ACTION ITEM: Once you have counted the lines below that contain "chart", give that number and nothing else.

MATERIAL SUPPLIED:
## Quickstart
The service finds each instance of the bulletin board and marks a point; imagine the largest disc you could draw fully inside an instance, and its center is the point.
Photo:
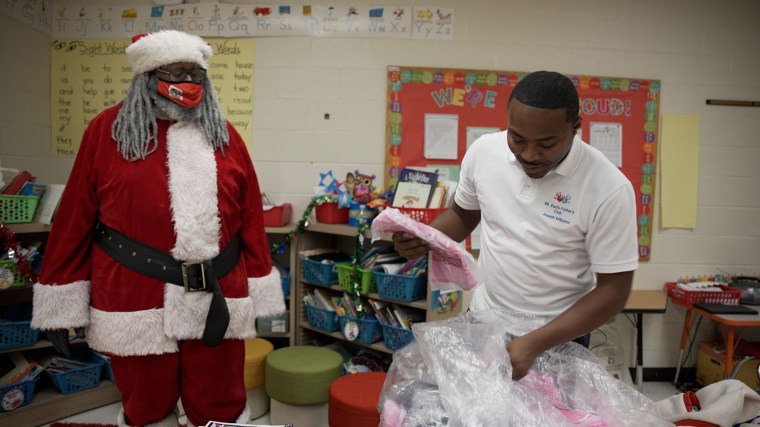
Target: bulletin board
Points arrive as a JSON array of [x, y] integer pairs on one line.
[[434, 113], [88, 76]]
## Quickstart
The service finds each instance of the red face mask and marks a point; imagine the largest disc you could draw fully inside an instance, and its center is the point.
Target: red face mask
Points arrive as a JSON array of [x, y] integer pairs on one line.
[[186, 94]]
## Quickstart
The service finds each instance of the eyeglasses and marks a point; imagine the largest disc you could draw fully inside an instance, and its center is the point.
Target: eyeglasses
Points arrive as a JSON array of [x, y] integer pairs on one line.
[[178, 75]]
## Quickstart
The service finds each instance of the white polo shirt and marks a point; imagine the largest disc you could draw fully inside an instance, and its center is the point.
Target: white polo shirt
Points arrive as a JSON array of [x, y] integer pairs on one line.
[[543, 239]]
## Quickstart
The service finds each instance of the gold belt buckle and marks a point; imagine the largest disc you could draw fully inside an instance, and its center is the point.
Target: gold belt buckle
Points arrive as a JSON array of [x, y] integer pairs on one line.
[[185, 277]]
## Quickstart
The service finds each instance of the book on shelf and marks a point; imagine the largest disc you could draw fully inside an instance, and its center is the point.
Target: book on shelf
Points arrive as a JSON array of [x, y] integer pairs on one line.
[[16, 183], [15, 368], [414, 188]]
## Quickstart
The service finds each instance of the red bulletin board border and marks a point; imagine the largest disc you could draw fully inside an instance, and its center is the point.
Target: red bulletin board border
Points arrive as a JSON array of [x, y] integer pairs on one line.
[[479, 99]]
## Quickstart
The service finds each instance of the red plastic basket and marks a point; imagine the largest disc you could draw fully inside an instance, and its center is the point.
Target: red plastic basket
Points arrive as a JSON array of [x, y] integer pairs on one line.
[[330, 213], [425, 216], [728, 296]]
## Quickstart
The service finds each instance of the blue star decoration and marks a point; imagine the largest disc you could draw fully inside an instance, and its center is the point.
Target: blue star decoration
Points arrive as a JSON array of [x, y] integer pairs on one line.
[[332, 185], [322, 177]]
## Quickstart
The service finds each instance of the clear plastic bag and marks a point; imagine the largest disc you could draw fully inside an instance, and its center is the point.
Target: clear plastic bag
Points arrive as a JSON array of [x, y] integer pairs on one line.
[[457, 373]]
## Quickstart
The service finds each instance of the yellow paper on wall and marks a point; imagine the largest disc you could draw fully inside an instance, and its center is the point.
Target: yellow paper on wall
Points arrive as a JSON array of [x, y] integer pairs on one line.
[[679, 163], [88, 76]]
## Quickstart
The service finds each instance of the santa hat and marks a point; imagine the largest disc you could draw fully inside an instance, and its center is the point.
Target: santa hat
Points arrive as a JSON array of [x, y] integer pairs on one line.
[[150, 51]]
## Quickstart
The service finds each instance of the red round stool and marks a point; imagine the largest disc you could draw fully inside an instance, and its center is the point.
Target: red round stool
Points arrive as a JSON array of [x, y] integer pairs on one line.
[[353, 400]]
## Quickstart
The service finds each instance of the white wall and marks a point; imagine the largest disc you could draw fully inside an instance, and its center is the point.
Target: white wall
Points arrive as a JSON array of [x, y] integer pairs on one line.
[[698, 49]]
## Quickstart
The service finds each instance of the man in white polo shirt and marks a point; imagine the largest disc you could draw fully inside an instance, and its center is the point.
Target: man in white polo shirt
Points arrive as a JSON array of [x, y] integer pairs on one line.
[[558, 220]]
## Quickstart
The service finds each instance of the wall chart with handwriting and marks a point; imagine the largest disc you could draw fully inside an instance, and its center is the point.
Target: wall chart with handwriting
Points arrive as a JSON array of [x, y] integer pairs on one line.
[[88, 76], [434, 114]]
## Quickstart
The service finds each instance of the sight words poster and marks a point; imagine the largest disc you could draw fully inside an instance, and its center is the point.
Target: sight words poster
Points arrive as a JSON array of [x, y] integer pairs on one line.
[[89, 76]]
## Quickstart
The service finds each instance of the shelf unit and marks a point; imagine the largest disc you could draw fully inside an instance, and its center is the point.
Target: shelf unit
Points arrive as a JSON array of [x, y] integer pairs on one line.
[[341, 237], [287, 257], [47, 403]]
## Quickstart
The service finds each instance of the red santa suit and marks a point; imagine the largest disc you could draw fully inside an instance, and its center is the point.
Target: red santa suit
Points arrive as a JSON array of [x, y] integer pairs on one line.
[[185, 199]]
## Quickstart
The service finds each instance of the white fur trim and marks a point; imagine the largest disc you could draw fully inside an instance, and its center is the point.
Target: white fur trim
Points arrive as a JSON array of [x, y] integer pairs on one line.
[[245, 416], [170, 421], [266, 294], [61, 306], [193, 192], [186, 315], [129, 333], [167, 47]]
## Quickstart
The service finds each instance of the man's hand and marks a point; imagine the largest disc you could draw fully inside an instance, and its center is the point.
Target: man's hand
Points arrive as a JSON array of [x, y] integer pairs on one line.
[[409, 246], [60, 340], [522, 356]]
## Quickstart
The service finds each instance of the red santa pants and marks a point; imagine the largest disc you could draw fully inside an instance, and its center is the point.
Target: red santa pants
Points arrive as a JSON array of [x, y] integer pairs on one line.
[[209, 380]]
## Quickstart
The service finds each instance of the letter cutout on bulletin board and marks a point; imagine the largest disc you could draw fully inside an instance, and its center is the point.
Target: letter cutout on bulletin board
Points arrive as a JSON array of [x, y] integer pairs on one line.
[[88, 76], [624, 113]]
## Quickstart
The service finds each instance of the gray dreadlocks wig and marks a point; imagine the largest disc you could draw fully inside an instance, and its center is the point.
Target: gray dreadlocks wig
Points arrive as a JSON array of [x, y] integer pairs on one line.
[[136, 131]]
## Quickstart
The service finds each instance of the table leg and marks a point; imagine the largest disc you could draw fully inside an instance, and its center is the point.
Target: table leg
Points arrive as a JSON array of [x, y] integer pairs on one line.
[[640, 352], [729, 351], [684, 338]]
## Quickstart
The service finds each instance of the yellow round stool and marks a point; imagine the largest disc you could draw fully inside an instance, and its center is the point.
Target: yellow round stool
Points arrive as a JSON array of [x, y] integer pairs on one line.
[[256, 351]]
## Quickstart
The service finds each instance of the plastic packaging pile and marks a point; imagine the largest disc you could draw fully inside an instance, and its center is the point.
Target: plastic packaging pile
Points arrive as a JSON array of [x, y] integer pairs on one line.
[[450, 264], [457, 373]]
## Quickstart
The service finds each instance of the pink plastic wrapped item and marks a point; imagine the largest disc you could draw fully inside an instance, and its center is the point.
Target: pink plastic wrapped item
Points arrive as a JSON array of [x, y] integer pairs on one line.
[[450, 263]]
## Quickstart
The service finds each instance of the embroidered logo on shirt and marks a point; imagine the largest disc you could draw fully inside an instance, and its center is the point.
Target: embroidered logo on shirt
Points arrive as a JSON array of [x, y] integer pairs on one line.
[[556, 210], [562, 198]]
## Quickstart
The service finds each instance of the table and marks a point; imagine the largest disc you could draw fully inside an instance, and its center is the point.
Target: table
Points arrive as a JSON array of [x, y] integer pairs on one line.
[[730, 321], [640, 303]]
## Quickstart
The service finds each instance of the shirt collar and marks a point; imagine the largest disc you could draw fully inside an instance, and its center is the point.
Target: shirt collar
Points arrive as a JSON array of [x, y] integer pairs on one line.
[[573, 159]]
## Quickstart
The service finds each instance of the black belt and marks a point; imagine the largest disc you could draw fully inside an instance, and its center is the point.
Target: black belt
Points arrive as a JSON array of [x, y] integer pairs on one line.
[[195, 276]]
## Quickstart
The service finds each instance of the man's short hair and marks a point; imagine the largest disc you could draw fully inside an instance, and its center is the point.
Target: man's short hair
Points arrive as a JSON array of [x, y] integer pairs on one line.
[[548, 90]]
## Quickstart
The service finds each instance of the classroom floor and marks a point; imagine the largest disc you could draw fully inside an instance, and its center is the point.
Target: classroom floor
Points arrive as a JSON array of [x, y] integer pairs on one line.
[[107, 414]]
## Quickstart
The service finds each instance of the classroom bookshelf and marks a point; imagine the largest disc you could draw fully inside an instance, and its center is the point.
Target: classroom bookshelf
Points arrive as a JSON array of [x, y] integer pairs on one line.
[[48, 404], [285, 262], [342, 237]]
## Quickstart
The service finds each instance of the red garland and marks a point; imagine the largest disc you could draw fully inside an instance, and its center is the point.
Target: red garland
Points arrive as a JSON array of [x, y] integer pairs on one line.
[[9, 242]]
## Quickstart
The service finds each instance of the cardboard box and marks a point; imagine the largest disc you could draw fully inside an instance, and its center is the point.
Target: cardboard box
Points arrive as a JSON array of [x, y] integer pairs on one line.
[[711, 365]]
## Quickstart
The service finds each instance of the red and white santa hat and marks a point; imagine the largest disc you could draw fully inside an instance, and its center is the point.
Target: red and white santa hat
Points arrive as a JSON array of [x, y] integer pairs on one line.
[[150, 51]]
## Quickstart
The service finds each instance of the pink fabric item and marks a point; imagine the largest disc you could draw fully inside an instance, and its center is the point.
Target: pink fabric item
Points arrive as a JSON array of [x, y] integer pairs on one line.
[[546, 386], [449, 261]]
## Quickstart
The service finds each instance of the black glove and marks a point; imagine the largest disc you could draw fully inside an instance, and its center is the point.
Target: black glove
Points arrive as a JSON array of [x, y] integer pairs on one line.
[[60, 340]]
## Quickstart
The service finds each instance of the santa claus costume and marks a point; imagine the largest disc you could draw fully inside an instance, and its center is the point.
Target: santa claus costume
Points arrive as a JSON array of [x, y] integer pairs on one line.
[[176, 177]]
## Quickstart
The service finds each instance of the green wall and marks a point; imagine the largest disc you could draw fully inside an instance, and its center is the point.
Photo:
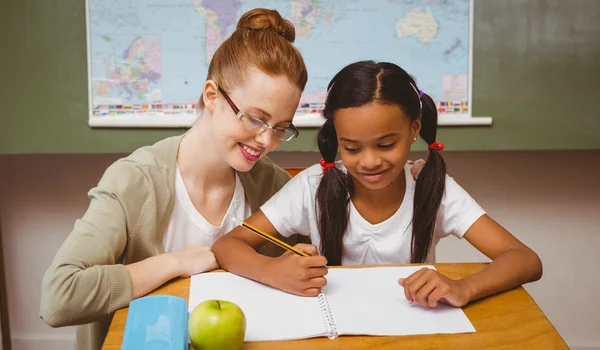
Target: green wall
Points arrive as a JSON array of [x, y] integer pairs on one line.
[[536, 72]]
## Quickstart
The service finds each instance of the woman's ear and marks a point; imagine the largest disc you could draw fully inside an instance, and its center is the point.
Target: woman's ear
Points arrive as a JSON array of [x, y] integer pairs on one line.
[[209, 95]]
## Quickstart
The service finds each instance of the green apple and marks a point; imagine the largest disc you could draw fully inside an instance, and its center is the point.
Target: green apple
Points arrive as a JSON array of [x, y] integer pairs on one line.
[[217, 324]]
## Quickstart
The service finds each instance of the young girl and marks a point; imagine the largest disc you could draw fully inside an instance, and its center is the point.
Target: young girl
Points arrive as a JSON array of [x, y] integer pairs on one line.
[[368, 210], [154, 214]]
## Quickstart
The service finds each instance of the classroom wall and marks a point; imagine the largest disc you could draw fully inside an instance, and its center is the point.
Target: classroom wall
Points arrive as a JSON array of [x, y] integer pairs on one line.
[[550, 200]]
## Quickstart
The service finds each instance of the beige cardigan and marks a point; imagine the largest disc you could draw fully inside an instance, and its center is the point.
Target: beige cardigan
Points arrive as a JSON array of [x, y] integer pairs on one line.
[[128, 214]]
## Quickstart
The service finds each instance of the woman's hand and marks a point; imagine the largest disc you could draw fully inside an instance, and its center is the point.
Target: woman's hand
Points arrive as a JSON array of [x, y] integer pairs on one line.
[[300, 275], [194, 259]]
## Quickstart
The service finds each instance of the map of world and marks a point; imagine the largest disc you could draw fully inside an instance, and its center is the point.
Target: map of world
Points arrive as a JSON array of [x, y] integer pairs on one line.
[[149, 58]]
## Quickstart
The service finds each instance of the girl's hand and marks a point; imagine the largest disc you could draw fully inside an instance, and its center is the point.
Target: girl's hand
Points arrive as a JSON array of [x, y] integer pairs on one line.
[[194, 259], [300, 275], [429, 287]]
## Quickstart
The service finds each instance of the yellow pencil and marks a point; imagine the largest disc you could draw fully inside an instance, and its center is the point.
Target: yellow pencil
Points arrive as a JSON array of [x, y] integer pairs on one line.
[[273, 240]]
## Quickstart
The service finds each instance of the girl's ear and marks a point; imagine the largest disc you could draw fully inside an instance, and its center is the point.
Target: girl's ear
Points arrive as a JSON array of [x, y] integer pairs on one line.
[[416, 127], [209, 95]]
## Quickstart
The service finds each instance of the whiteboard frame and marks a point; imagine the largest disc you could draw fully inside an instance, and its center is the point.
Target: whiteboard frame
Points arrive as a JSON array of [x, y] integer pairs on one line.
[[186, 120]]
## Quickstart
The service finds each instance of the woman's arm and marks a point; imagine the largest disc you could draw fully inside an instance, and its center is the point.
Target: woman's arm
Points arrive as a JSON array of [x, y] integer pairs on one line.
[[86, 279], [236, 252]]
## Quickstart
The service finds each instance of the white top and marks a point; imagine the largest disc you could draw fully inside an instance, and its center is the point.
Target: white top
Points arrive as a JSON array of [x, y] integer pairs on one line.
[[293, 210], [188, 227]]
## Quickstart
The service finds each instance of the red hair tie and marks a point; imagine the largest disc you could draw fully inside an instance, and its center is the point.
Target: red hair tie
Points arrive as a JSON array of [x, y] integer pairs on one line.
[[326, 165], [436, 145]]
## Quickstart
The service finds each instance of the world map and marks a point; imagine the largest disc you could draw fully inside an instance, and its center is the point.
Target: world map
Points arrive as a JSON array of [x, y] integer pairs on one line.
[[150, 57]]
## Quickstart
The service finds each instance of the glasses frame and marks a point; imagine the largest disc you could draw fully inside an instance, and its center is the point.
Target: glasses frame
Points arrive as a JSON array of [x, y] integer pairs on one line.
[[239, 114]]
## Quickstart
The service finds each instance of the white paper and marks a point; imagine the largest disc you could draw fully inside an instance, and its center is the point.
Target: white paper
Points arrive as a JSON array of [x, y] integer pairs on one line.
[[363, 301], [270, 313], [369, 301]]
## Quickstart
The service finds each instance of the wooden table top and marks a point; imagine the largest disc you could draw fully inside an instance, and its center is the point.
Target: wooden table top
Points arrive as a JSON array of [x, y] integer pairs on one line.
[[509, 320]]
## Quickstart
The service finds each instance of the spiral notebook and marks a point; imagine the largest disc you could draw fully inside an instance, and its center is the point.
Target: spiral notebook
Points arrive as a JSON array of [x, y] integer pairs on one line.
[[356, 301]]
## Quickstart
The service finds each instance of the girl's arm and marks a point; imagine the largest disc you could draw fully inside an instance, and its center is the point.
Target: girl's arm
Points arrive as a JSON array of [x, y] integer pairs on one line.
[[513, 264], [236, 252]]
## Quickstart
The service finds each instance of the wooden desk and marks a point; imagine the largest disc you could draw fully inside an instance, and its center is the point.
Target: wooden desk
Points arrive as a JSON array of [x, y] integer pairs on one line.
[[510, 320]]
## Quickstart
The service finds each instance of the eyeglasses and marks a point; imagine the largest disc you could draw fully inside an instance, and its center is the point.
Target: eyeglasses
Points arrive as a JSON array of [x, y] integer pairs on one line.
[[257, 126]]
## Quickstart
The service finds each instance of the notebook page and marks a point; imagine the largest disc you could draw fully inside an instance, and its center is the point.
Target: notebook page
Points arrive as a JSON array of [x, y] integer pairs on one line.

EXPECTED ANSWER: 2